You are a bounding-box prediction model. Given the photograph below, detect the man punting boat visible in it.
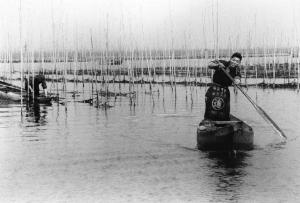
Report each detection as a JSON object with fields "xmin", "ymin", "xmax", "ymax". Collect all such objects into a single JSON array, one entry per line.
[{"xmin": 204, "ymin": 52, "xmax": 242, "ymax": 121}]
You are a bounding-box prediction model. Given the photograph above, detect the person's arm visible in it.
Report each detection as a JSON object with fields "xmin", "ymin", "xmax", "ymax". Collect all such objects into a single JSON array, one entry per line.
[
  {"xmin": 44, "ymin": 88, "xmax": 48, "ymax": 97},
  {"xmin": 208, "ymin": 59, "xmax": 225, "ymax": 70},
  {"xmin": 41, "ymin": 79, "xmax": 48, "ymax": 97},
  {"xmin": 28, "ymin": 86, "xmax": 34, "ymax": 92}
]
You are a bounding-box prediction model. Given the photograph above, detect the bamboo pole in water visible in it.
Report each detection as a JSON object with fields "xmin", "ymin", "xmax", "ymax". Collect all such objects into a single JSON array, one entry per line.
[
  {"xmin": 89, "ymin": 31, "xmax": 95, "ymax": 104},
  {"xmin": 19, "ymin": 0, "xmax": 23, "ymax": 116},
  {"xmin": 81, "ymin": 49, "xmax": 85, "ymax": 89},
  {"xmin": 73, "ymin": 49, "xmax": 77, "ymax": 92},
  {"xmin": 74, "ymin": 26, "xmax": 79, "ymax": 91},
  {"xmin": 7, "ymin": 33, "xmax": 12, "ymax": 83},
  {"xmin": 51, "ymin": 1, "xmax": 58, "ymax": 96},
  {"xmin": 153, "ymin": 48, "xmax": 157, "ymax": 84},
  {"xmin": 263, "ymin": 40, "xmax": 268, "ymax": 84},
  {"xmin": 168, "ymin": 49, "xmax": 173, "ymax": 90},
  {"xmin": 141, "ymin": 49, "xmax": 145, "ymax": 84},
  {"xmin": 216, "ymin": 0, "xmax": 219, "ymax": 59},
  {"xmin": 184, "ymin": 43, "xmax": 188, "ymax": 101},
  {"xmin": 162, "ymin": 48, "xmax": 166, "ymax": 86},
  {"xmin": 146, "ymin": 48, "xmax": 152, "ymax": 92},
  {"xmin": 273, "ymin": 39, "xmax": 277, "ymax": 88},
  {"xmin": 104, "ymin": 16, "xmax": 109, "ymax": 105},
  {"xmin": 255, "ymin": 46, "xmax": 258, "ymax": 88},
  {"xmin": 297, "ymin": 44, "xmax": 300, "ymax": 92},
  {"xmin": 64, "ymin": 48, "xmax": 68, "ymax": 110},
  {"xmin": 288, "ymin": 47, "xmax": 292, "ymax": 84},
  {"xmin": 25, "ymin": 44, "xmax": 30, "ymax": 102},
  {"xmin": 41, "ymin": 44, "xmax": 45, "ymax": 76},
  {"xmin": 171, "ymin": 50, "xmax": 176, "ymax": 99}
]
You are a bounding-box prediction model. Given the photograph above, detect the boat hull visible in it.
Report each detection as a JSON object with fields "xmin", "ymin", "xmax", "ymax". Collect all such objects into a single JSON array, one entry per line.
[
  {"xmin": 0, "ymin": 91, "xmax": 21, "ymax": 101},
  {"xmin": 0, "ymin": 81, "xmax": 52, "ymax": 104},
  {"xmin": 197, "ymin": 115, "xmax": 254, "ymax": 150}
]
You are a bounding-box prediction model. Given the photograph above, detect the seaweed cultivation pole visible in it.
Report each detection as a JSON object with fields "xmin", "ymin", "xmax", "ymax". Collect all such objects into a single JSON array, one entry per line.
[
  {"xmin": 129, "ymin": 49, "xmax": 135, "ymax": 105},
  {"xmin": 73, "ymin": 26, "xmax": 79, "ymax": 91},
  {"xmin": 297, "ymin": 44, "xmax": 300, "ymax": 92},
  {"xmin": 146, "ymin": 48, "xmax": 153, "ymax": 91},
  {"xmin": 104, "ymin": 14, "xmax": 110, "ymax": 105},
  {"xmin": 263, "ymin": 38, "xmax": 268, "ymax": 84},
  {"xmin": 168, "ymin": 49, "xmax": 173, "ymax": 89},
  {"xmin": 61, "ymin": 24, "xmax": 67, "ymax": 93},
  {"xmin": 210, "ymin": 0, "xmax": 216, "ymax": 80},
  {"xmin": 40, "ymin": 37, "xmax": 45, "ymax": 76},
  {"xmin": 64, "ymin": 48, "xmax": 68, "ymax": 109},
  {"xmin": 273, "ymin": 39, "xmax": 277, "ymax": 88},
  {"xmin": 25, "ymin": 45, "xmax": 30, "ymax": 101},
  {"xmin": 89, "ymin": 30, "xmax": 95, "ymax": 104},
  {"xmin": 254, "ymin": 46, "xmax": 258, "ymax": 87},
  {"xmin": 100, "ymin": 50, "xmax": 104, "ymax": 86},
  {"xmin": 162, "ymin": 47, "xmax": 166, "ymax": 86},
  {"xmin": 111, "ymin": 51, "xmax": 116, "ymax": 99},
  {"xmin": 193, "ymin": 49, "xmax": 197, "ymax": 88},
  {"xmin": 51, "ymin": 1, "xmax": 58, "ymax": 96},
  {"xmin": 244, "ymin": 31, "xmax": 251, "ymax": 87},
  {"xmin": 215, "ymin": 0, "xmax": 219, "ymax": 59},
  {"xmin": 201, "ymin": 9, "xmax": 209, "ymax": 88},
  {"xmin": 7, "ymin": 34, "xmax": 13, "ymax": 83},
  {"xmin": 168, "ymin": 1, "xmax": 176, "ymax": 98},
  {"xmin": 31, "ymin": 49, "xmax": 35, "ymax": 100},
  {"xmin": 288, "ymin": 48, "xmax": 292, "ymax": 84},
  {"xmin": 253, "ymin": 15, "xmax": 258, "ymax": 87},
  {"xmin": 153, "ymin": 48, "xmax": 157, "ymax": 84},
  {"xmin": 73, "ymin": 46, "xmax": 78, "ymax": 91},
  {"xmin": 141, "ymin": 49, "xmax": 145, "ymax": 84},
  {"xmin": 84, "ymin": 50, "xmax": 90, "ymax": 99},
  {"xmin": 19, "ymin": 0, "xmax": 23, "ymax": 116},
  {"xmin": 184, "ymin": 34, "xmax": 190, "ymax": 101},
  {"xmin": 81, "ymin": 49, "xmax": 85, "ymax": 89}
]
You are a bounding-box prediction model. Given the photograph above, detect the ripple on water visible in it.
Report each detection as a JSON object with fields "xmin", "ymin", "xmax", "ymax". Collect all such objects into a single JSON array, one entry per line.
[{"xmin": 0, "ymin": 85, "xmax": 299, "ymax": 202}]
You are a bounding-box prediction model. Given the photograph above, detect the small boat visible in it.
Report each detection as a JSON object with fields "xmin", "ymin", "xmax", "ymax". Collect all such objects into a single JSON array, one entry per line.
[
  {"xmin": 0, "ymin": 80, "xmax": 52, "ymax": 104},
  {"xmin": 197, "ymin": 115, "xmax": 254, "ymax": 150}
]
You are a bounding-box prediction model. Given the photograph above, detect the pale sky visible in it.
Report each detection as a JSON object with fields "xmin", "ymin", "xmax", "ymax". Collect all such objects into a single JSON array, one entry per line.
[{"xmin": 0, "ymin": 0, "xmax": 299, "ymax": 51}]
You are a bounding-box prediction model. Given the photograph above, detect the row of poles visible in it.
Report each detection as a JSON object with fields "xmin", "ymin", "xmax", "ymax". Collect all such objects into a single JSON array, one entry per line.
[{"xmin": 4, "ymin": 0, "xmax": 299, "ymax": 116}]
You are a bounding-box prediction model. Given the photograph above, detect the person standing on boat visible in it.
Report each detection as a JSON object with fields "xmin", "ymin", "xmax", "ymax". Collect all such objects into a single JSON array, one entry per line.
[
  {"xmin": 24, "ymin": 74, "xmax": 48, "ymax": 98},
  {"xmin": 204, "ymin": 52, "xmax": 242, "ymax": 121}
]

☆ ☆ ☆ ☆ ☆

EXERCISE DESCRIPTION ::
Skip every picture and return the lines above from the top through the one that contains "in water visible in it.".

COMPLETED TASK ::
You are a bounding-box prediction model. Given the photograph below, detect the man punting boat visible in it.
Report each detection as a JSON object with fields "xmin", "ymin", "xmax", "ymax". Collect all such objects into a single JSON array, one entry per line.
[{"xmin": 204, "ymin": 52, "xmax": 242, "ymax": 121}]
You are a bounding-box prediction model. Given the photograph above, detect the person's arm visible in it.
Report each detection as a JSON object with fields "xmin", "ymin", "xmax", "ymax". Collect all such objects into a single JSON array, one entry per line.
[
  {"xmin": 44, "ymin": 88, "xmax": 48, "ymax": 97},
  {"xmin": 208, "ymin": 59, "xmax": 225, "ymax": 70},
  {"xmin": 41, "ymin": 79, "xmax": 48, "ymax": 97},
  {"xmin": 28, "ymin": 86, "xmax": 34, "ymax": 92}
]
You are a bounding-box prediction model. Given the photograph above, detect the bamboo pole in water visible in it.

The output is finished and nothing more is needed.